- [Task prompt]: A word-for-word repeat of the records below is what this calls for.

(Data items)
......

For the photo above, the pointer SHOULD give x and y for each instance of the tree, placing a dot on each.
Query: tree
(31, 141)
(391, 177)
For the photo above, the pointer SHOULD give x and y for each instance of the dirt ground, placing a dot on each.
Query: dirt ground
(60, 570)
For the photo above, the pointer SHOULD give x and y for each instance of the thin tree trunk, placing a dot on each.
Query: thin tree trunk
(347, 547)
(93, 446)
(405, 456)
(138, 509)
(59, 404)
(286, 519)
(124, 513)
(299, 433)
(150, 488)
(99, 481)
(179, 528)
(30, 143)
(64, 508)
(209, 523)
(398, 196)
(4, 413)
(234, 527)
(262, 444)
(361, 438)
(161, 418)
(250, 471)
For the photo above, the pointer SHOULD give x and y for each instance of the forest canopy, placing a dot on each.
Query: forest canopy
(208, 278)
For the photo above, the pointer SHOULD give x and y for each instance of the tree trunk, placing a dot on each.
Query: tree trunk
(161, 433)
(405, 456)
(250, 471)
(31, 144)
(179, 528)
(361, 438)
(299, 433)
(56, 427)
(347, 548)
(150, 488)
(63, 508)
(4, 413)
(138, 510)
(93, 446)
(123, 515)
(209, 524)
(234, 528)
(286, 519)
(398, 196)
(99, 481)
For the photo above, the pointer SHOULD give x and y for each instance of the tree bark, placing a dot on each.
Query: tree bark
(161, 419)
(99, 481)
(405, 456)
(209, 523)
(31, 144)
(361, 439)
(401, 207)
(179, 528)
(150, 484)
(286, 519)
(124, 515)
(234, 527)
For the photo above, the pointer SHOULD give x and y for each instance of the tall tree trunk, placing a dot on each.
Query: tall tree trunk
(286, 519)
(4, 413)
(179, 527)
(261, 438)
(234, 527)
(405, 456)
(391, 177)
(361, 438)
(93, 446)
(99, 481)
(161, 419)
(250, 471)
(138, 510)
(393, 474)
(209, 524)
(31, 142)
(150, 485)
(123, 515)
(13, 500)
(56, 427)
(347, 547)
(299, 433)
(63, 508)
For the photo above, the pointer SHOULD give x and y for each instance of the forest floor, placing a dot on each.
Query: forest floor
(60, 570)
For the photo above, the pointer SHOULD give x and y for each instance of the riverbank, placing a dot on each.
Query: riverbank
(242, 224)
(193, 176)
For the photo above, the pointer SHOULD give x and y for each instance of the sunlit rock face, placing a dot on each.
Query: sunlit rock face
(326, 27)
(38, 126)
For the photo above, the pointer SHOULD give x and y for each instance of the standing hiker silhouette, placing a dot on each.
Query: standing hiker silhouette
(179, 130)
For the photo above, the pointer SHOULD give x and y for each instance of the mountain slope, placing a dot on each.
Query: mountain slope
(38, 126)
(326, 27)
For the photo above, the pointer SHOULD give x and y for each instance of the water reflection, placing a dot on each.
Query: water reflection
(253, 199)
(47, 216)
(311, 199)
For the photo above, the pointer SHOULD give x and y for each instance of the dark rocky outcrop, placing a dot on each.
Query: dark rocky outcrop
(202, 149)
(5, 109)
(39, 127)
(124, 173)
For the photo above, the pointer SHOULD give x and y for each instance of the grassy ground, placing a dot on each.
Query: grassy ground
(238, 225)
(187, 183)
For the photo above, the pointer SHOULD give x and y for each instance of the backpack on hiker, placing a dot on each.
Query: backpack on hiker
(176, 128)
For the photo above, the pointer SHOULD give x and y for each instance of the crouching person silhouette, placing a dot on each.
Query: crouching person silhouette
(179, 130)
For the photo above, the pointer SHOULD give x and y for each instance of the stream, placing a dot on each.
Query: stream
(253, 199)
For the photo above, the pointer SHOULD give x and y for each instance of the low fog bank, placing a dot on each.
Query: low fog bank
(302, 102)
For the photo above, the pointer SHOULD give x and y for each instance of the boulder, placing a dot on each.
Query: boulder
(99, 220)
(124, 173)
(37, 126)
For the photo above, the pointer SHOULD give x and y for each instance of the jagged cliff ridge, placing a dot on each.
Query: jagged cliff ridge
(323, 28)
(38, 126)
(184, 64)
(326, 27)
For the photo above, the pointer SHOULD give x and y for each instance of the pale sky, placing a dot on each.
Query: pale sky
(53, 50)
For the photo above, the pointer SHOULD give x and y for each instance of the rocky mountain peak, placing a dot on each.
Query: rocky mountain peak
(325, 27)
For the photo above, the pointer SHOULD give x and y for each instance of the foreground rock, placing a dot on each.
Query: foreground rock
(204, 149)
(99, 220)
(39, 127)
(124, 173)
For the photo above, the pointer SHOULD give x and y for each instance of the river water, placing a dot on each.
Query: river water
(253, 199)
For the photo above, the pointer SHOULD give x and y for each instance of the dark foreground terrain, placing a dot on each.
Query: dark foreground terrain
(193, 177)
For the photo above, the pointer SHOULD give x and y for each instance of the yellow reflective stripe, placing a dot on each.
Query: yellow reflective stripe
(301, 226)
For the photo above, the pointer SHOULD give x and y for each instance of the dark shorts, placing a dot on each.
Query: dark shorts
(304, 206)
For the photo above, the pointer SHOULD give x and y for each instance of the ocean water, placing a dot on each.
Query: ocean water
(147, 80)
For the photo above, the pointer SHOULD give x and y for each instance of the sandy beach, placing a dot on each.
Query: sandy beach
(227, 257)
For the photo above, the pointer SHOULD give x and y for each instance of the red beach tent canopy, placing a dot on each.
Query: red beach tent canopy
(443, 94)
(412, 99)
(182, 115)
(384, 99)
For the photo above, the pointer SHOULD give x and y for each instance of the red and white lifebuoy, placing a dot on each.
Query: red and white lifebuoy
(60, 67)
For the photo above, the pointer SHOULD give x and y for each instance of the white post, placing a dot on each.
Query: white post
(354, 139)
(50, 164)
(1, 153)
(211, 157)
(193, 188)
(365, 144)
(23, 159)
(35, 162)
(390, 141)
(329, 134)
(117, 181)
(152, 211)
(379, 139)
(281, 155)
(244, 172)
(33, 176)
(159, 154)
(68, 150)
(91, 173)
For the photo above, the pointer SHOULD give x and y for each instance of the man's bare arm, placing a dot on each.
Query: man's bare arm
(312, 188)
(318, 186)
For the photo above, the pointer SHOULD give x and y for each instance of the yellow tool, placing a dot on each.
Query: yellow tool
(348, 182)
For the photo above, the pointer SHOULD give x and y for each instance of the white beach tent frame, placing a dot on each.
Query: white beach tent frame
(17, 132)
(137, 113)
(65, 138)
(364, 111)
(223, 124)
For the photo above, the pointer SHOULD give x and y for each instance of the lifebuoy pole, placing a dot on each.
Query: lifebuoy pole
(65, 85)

......

- [Answer to the problem]:
For the photo above, the pointer SHOULD give x and y for each instance of the tree, placing a dot on each.
Query: tree
(31, 141)
(391, 177)
For the photo above, the pointer SHOULD give x and y for each instance of the dirt ground, placing a dot on each.
Query: dirt ground
(60, 570)
For the photo above, the pointer SHOULD give x and y for each instance of the thin tree trunk, placing a dot on each.
Query: thin tree trunk
(347, 547)
(93, 446)
(405, 456)
(138, 509)
(59, 404)
(286, 519)
(124, 513)
(299, 433)
(150, 488)
(99, 481)
(179, 528)
(30, 143)
(64, 508)
(209, 523)
(398, 196)
(4, 413)
(234, 527)
(262, 444)
(361, 438)
(161, 418)
(250, 471)
For the photo above, the pointer SHOULD give x and y for each instance of the forest canopy, placing a dot on each.
Query: forest canopy
(208, 278)
For the photo above, the pointer SHOULD give x and y for each instance of the tree trunk, placing a dot on each.
Query: tree trunk
(161, 433)
(405, 456)
(250, 471)
(31, 144)
(179, 528)
(361, 438)
(299, 433)
(56, 427)
(347, 548)
(150, 488)
(63, 508)
(4, 413)
(138, 510)
(93, 446)
(123, 515)
(209, 524)
(234, 528)
(286, 519)
(398, 196)
(99, 481)
For the photo above, the pointer SHOULD give x and y for each instance of the tree bark, placing a dot on each.
Query: tree bark
(161, 419)
(99, 481)
(405, 456)
(209, 523)
(31, 144)
(361, 439)
(401, 207)
(179, 528)
(150, 484)
(286, 519)
(124, 515)
(234, 527)
For the photo above, the pointer SHOULD give x and y for each instance of the tall tree trunk, placing a dot on each.
Query: tall tree trunk
(286, 519)
(4, 413)
(179, 527)
(261, 438)
(234, 527)
(405, 456)
(391, 177)
(361, 438)
(93, 446)
(99, 481)
(161, 419)
(250, 471)
(138, 510)
(393, 474)
(209, 524)
(31, 142)
(150, 485)
(123, 515)
(13, 500)
(56, 427)
(347, 547)
(299, 433)
(63, 508)
For the photo above, the pointer SHOULD give x and y for each instance of the forest floor, placing a dot on each.
Query: forest floor
(60, 570)
For the photo above, the pointer SHOULD give x and y for each instance of the riverbank, placing a dot on each.
Query: riverbank
(242, 224)
(193, 176)
For the photo above, the pointer SHOULD give x and y for each instance of the sunlit rock face, placing a dot on each.
Query: sunlit rock face
(326, 27)
(38, 126)
For the photo above, the pointer SHOULD give x and y for each instance of the standing hiker silhouette, placing a dot on each.
Query: standing hiker silhouette
(179, 130)
For the photo above, the pointer SHOULD give x and y for each instance of the mountain slope, placing a dot on each.
Query: mountain slope
(38, 126)
(326, 27)
For the photo above, the pointer SHOULD give x and y for each instance of the water reflection, placing a dot on each.
Query: water reflection
(253, 199)
(47, 216)
(311, 199)
For the photo above, the pointer SHOULD give x and y for each instance of the dark rocky outcrop, placing a dot on each.
Query: dark rocky outcrop
(202, 149)
(5, 109)
(39, 127)
(124, 173)
For the photo above, the pointer SHOULD give x and y for each instance of the grassy ground, placing a dot on each.
Query: grassy ground
(238, 225)
(187, 183)
For the photo above, the pointer SHOULD give x and y for each instance of the backpack on hiker, placing a dot on each.
Query: backpack on hiker
(176, 128)
For the photo above, the pointer SHOULD give x and y for each instance of the crouching person silhouette, placing a dot on each.
Query: crouching person silhouette
(179, 130)
For the photo above, the pointer SHOULD give x and y for each instance of the stream, placing a dot on each.
Query: stream
(253, 199)
For the photo above, the pointer SHOULD give x and y for each instance of the low fog bank, placing a dot on each.
Query: low fog bank
(302, 102)
For the photo above, the pointer SHOULD give x and y for each instance of the boulder, placing a dot on each.
Query: boulder
(99, 220)
(124, 173)
(37, 126)
For the photo above, the pointer SHOULD give x and y for each instance of the jagged cliff ridge, placing a dot on each.
Query: jagged cliff ridge
(323, 28)
(38, 126)
(184, 64)
(326, 27)
For the photo above, the pointer SHOULD give x and y for each instance of the pale sky, placing a dot on each.
Query: pale sky
(53, 50)
For the photo above, the pointer SHOULD give x and y for each instance of the rocky mountain peak, placing a dot on each.
Query: rocky mountain peak
(325, 27)
For the photo above, the pointer SHOULD give x and y for each instance of the foreground rock, placing a dot on each.
Query: foreground rock
(204, 149)
(99, 220)
(39, 127)
(124, 173)
For the photo above, the pointer SHOULD give x and y for each instance of the river water, placing a dot on each.
Query: river water
(253, 199)
For the photo above, the pointer SHOULD give x and y for each instance of the dark foreground terrain, placing a dot on each.
Query: dark foreground terrain
(193, 177)
For the photo above, the pointer SHOULD give x and y for each instance of the yellow reflective stripe, placing a dot on each.
Query: yellow reflective stripe
(301, 226)
For the photo above, the pointer SHOULD give x and y for each instance of the dark shorts, placing a dot on each.
Query: dark shorts
(304, 206)
For the photo above, the pointer SHOULD give x and y for each instance of the ocean water, placing a dot on each.
Query: ocean water
(147, 80)
For the photo above, the pointer SHOULD give x and y for each instance of the sandy beach, placing a dot on each.
Query: sandy beach
(227, 257)
For the photo above, the pointer SHOULD give x and y for each instance of the red beach tent canopy, placing a dot on each.
Query: red beach tent canopy
(443, 94)
(412, 99)
(182, 115)
(384, 99)
For the photo above, the pointer SHOULD give x and y for each instance of the red and white lifebuoy, placing a dot on each.
Query: red and white lifebuoy
(60, 67)
For the photo above, the pointer SHOULD give x and y for each instance of the white post, placing a dot on each.
Query: white post
(354, 139)
(50, 164)
(1, 153)
(211, 157)
(193, 188)
(365, 144)
(23, 159)
(35, 162)
(390, 141)
(329, 134)
(117, 181)
(152, 211)
(379, 139)
(281, 155)
(244, 172)
(33, 176)
(159, 154)
(68, 150)
(91, 173)
For the photo above, the pointer SHOULD give x and y for each instance of the man's bare arm, placing a dot on each.
Query: man's bare arm
(312, 188)
(318, 186)
For the photo above, the pointer SHOULD give x and y for each instance of the yellow tool, placing a dot on each.
Query: yellow tool
(348, 182)
For the photo above, the pointer SHOULD give x and y for each instance of the white beach tent frame, placing a dot on each.
Query: white beach tent frame
(17, 132)
(137, 113)
(65, 138)
(364, 111)
(223, 124)
For the photo above, the pointer SHOULD give x and y for each instance of the lifebuoy pole, placing a dot on each.
Query: lifebuoy pole
(65, 85)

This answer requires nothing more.